### SOURCE EXCERPT
- Died: 2007
- Occupations: Promoter, businessman, private investigator, author
- Writing career
- Genre: True crime

= Ed Becker =

Las Vegas promoter, businessman, private investigator and author

Ed Becker was a Las Vegas promoter, businessman, private investigator and author.

==Biography==

He was the entertainment director at the Riviera Hotel and Casino under Gus Greenbaum at Las Vegas. In 1956 he met singer Frank Sinatra through a cousin of Sinatra's, they became friends. In the 1960s he began to work part-time for private investigator Julian Blodgett, a former FBI agent. He later founded his own investigative firm, Ed Becker Associates.

Becker was hired as a researcher for Ed Reid's book The Grim Reapers: The Anatomy of Organized Crime in America (1970). He came to know Reid through their mutual friend Hank Greenspun, the publisher of the Las Vegas Sun. By the 1970s he was involved in business with Jerris Leonard. He co-authored with the journalist Charles Rappleye All-American Mafiosi: The Johnny Roselli Story, published in 1991 by Doubleday. Becker had known Roselli personally from his days in Las Vegas. He was introduced to Sidney Korshak through him.

He was one of a plethora of people interviewed for the book Casino: Love and Honor in Las Vegas (1995) by Nicholas Pileggi, later adapted into the film Casino by Martin Scorsese. He contributed the afterword to a 2000 Barricade Books edition of Hickman Powell's 1939 biography of Lucky Luciano, Lucky Luciano: The Man Who Organized Crime in America (original title: Ninety Times Guilty).

[Entries from a dataset]
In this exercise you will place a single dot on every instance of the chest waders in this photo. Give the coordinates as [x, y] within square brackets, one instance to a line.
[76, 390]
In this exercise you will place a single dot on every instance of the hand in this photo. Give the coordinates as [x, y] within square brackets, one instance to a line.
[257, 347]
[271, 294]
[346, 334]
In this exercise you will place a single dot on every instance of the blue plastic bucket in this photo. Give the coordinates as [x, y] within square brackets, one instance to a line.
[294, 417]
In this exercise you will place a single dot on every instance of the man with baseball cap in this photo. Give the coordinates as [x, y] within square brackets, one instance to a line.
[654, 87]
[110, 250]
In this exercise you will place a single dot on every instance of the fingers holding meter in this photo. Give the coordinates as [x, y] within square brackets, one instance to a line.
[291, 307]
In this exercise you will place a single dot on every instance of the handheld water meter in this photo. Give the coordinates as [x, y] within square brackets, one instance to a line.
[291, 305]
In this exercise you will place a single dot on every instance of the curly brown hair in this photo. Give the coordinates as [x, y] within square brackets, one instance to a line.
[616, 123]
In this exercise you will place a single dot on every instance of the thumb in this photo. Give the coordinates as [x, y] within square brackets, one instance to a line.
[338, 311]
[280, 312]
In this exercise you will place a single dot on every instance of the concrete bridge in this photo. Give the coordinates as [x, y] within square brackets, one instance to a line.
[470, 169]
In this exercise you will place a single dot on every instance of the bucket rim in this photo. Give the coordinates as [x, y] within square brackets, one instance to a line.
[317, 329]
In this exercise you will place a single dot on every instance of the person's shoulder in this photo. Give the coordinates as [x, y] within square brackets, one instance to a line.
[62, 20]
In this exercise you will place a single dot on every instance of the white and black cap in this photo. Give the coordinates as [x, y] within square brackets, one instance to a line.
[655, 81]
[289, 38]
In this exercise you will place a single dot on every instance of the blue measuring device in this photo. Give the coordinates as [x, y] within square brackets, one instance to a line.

...

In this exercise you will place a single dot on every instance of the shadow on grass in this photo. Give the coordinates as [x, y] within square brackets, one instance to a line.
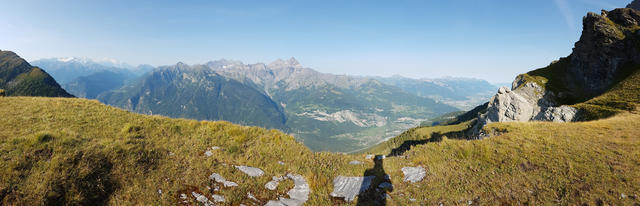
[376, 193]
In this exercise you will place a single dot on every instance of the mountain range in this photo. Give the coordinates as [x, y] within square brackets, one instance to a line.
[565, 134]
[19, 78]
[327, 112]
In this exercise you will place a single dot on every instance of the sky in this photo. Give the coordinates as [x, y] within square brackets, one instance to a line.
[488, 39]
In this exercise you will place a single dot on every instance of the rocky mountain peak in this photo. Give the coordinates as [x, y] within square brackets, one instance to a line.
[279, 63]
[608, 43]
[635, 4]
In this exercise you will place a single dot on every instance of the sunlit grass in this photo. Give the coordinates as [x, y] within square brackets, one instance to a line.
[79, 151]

### TO DO
**1.** Answer these questions using the Ed Becker biography:
(a) At which Las Vegas hotel and casino was Becker the entertainment director?
(b) With which journalist did Becker co-author the book about Johnny Roselli?
(c) Who was the publisher of the Las Vegas Sun?
**2.** Extend the Ed Becker biography beyond its final sentence.
The lines in the dataset entries have no role in any of this.

### TASK-BY-TASK ANSWERS
**1.**
(a) The Riviera Hotel and Casino.
(b) Charles Rappleye.
(c) Hank Greenspun.

**2.**
Becker is known for his allegations related to the assassination of John F. Kennedy. Becker claimed that he visited Marcello at his farmhouse in Louisiana in September 1962 to discuss an oil deal and after they began drinking whiskey, in the presence of himself and two Marcello associates, Marcello described his intent to assassinate the President. According to Becker, Marcello shouted the Sicilian curse "Take that stone out of my shoe!" and went on to explain "Don't worry about that Bobby son-of-a-bitch. He's going to be taken care of", elaborating that "the dog will keep biting you if you only cut off its tail", which implied that President Kennedy would be assassinated in order to get the Attorney General Bobby Kennedy off the mafia's back. He added that Marcello told him they would get a "nut" to do it so that it could not be traced back to them. According to Becker he informed the FBI of this at that the time, but the FBI denied it had any records indicating such a thing. He repeated his allegation under oath when he was brought in to testify before the HSCA. He repeated the allegation in 1988 on The Kwitny Report. When Marcello testified before the HSCA he rejected Becker's allegation, denying any such meeting took place. Becker's claim was first reported on in Ed Reid's book The Grim Reapers: The Anatomy of Organized Crime in America (1970). The FBI found out about the book and its contents in 1967. FBI agent George Bland subsequently paid Reid a visit, describing Becker as a "liar and a cheat". The FBI were unsuccessful in convincing Reid to drop the allegation from his book, although he did remove mention of Becker having reported the incident to the FBI. In 1992 Becker's employer at the time of the alleged incident, former FBI man Julian Blodgett, stated that two days later Becker informed him about it, and that he passed on the information to his contacts in the FBI Los Angeles bureau.

Becker died in 2007.

==Authored works==
- (with Charles Rappleye) "All American Mafioso: The Johnny Rosselli Story" (1995)
- Afterword to Powell, Hickman (2000). "Lucky Luciano: The Man Who Organized Crime in America"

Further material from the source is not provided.